→ DOCUMENT SECTION:
-- BEGIN --

# 12 volt powered buy a battery



## powerwrench (Aug 29, 2013)

I want to add some light to my snowblower but as far as i know my briggs does not have any thing to power them so i was thing on getting a power wheels battery but I'm not to shirr on how to go about this so dose any know how to do it?
I want to do something like this guy Ariens snow blower light modification


----------



## detdrbuzzard (Jan 20, 2012)

great idea powerwrench. my sunL 70 minicycle has a small 12v battery and weighs next to nothing. i had been thinking about a rechargable light but i can recharge the battery. the model number on the batterysays ritar rt1250 and its made by shenzhen. its a 12v 5ah battery


----------



## powerwrench (Aug 29, 2013)

detdrbuzzard said:


> great idea powerwrench. my sunL 70 minicycle has a small 12v battery and weighs next to nothing. i had been thinking about a rechargable light but i can recharge the battery. the model number on the batterysays ritar rt1250 and its made by shenzhen. its a 12v 5ah battery


thats a better battery than what i was thinking but I'm also thinking theres something else that goes between the battery and the on off button like a 12v regulator or some sort of diode or something.


----------



## powerwrench (Aug 29, 2013)

ok for the other people who re trying to do the same thing I'm going to be doing this wed site shows you how to run 12v lights from a 12v battery 
Automotive Wiring Tips


----------



## CarlB (Jan 2, 2011)

-- END --

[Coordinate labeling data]

-- BEGIN --

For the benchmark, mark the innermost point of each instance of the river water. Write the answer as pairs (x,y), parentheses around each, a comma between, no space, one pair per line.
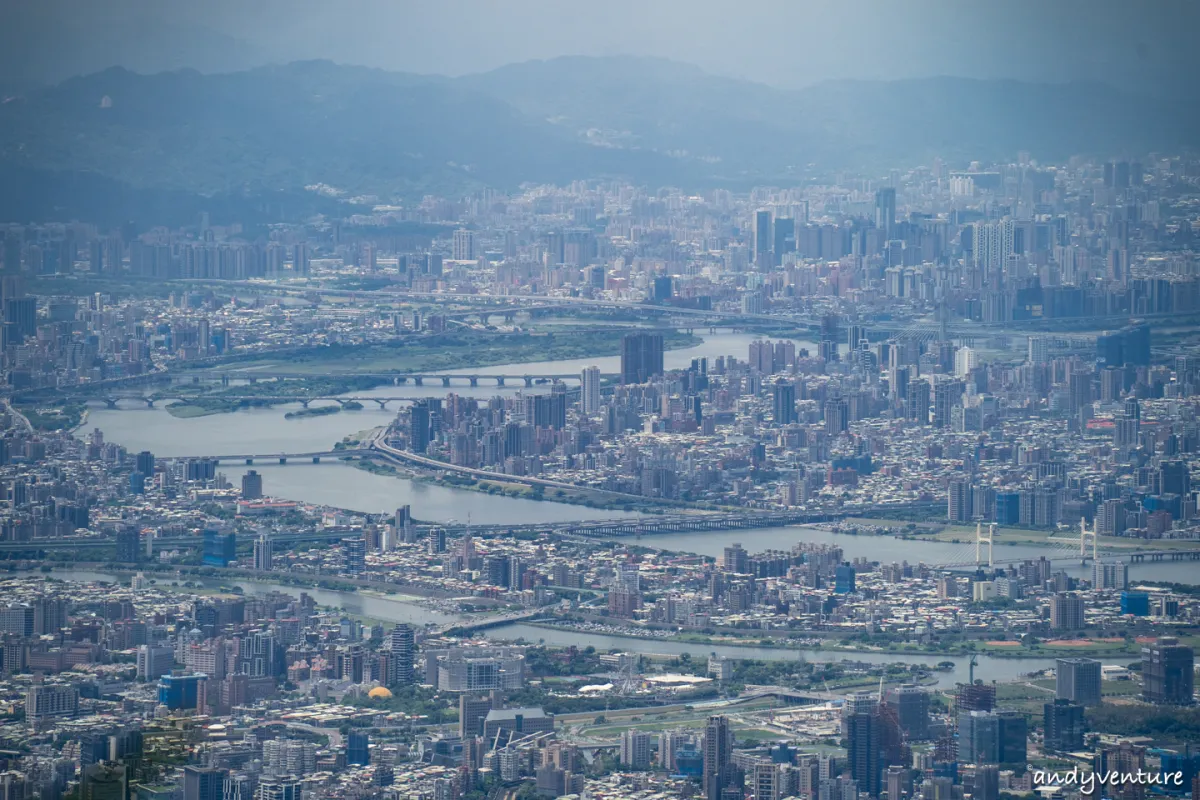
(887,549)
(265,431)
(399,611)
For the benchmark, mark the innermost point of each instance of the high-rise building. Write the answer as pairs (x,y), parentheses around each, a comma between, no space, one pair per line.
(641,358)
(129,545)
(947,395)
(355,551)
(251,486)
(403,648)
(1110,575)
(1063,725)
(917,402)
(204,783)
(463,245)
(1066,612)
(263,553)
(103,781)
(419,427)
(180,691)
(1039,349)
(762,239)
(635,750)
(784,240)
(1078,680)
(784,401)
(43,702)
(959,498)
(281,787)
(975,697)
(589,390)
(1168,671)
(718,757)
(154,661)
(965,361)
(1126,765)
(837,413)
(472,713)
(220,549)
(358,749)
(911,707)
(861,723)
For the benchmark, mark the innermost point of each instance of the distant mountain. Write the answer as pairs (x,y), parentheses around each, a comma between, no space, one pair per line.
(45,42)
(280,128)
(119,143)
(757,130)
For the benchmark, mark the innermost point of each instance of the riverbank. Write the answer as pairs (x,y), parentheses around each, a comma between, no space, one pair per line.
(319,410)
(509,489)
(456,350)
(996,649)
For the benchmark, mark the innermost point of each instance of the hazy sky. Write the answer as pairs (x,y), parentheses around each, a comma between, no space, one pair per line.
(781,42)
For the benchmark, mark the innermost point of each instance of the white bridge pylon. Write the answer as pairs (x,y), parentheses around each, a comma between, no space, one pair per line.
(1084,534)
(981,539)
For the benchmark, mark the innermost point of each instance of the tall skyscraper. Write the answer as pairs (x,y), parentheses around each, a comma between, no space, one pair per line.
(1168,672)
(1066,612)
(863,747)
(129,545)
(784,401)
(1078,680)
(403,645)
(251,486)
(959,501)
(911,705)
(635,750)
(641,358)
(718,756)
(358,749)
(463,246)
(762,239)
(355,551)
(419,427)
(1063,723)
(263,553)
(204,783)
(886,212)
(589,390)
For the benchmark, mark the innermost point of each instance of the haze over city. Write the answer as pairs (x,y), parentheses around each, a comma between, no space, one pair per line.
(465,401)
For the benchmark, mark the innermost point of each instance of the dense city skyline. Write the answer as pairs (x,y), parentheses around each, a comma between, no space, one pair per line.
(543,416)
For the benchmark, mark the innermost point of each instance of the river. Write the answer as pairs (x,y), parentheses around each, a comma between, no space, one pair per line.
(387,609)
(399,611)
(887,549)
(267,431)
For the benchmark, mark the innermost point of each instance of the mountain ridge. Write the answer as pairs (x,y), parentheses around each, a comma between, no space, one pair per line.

-- END --

→ SET TASKS:
- 1) Using only the snowblower lighting thread, state whether each of the following statements agrees with it. Answer yes or no for each, and quote the deciding words exactly. (a) The battery in detdrbuzzard's sunL 70 minicycle is a 12v 5ah battery. (b) powerwrench says his Briggs engine already has something to power the lights. (c) The battery in detdrbuzzard's minicycle is heavy.
- 2) Reproduce exactly the part of the records that opens with the line containing "of the river." and continues through the end of the records, including both ends.
The snowblower lighting thread and the records were drawn from unrelated sources.

→ WORKED SOLUTIONS:
- 1)
(a) Yes: "its a 12v 5ah battery"
(b) No: "my briggs does not have any thing to power them"
(c) No: "weighs next to nothing"

- 2)
For the benchmark, mark the innermost point of each instance of the river. Write the answer as pairs (x,y), parentheses around each, a comma between, no space, one pair per line.
(387,609)
(399,611)
(887,549)
(267,431)
For the benchmark, mark the innermost point of each instance of the mountain ridge. Write the answer as pairs (x,y), parentheses around each, a comma between, no space, one pair per line.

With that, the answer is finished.